Ejercicio escrito A:
Según el artículo, ¿qué tres leyendas de Bécquer fundía La cruz del diablo?
Ejercicio escrito B:
Por favor, muestra cada línea de los registros que contenga la palabra "rescue".

### Artículo ###

Persiguiendo a Bécquer
El mismo Amando de Ossorio, consumado experto en mezclar referentes locales y universales para armar irresistibles pastiches pop, se empapó de leyendas de Bécquer como El Monte de las ánimas para diseñar el aspecto de sus caballeros templarios, andrajosos espectros que se perpetuaron durante cuatro películas y que le concedieron fama internacional y cariño eterno entre los aficionados al fantástico. Su denodado esfuerzo apenas encontró eco en la industria. Y es que Bécquer, y su brumoso inventario de seres sobrenaturales, sigue siendo una de las asignaturas pendientes del cine español. Naschy empeñó hasta la camisa para sacar adelante La cruz del diablo (John Gilling, 1975), que fundía tres de las leyendas más populares del autor sevillano: El miserere, El monte de las ánimas y La cruz del diablo. Nació como una propuesta ambiciosa, para cuyos papeles principales se pensó en el dúo diabólico de la Hammer: Christopher Lee y Peter Cushing. Sin embargo, las diferencias creativas entre Naschy y el director granadino Juan José Porto acabaron desvirtuando el proyecto, que llegó a la gran pantalla ya muy descafeinado y totalmente alejado de la idea original.

### Datos brutos ###

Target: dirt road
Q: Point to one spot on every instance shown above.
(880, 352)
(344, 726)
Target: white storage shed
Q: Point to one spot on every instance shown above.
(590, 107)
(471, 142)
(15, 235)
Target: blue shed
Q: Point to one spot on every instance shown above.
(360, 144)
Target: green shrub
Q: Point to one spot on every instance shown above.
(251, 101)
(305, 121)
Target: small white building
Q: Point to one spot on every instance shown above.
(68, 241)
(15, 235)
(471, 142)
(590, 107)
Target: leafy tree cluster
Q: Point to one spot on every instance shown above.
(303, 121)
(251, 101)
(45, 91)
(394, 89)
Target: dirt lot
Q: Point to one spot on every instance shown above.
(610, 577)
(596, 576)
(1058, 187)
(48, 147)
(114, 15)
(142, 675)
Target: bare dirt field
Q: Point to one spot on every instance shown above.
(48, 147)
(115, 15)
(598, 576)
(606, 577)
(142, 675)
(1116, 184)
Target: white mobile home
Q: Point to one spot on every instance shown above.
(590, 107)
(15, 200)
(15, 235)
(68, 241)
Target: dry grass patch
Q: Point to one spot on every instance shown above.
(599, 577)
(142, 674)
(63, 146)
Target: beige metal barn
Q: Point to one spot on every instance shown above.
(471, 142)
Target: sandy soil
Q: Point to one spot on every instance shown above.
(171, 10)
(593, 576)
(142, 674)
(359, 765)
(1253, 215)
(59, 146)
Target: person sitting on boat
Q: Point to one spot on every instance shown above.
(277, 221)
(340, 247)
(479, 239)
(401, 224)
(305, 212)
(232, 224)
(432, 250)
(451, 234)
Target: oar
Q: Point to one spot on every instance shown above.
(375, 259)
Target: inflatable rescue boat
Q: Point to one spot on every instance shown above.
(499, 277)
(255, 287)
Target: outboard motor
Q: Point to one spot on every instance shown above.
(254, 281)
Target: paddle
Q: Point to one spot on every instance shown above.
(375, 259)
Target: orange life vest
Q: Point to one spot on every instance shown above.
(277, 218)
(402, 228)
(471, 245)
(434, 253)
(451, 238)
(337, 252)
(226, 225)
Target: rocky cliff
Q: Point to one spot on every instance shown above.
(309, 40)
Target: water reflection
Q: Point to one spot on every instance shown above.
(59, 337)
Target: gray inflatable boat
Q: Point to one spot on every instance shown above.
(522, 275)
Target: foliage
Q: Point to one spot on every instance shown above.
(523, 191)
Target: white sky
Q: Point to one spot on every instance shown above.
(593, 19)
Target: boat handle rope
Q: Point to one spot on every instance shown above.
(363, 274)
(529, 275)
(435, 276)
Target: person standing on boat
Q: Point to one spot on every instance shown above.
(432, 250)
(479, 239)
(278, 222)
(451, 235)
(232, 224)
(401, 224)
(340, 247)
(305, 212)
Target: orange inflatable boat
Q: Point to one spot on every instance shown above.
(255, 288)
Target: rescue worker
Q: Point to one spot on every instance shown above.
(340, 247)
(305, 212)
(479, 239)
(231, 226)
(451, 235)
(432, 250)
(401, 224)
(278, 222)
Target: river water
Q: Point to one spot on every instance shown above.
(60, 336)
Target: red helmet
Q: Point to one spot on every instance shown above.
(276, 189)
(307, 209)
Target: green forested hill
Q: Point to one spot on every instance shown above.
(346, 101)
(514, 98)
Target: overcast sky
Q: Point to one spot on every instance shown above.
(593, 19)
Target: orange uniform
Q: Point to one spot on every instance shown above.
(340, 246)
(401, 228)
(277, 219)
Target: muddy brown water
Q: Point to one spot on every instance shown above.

###
### Datos brutos ###

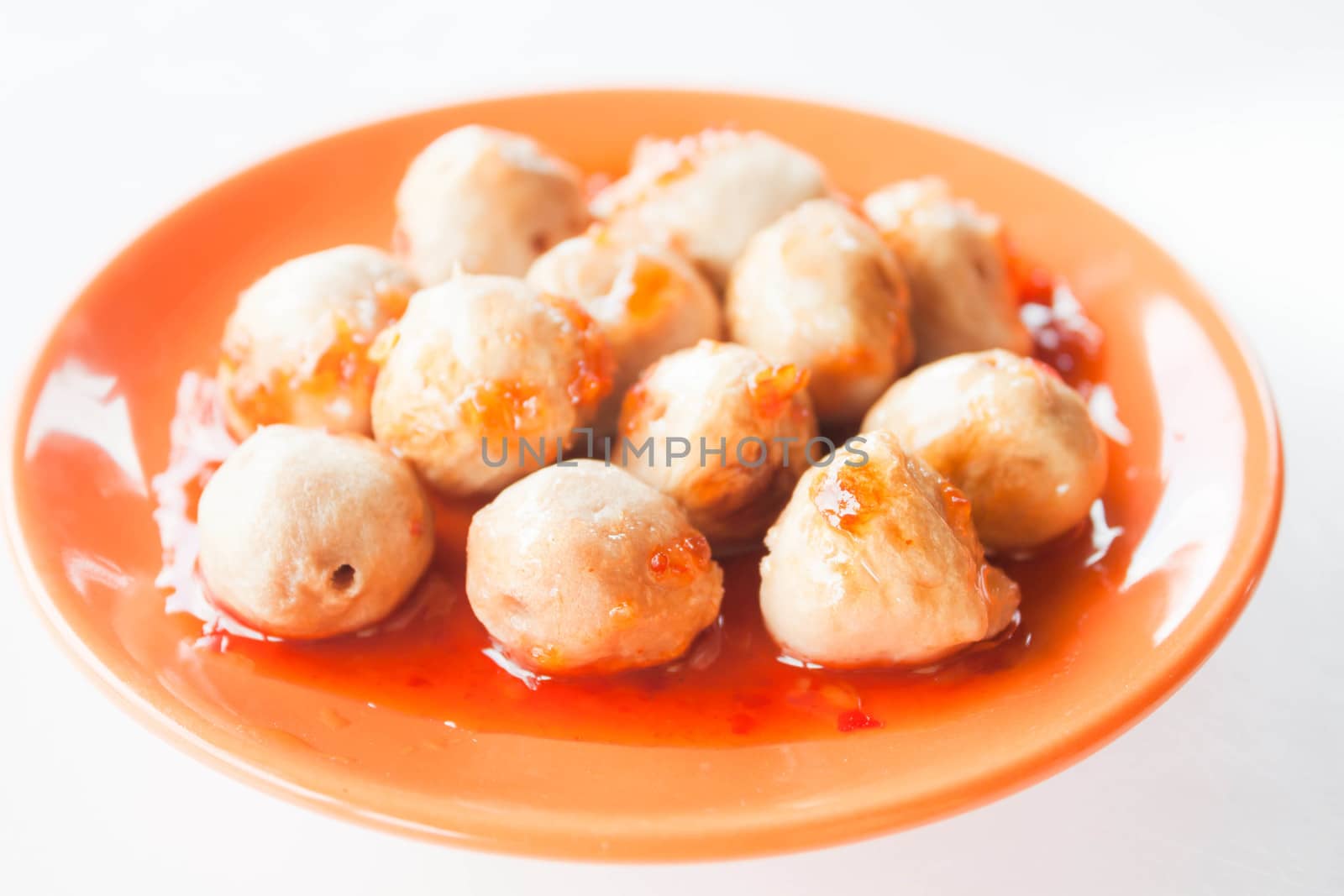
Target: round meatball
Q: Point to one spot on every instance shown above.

###

Resultado final A:
El miserere, El monte de las ánimas y La cruz del diablo.

Resultado final B:
Target: inflatable rescue boat
Target: rescue worker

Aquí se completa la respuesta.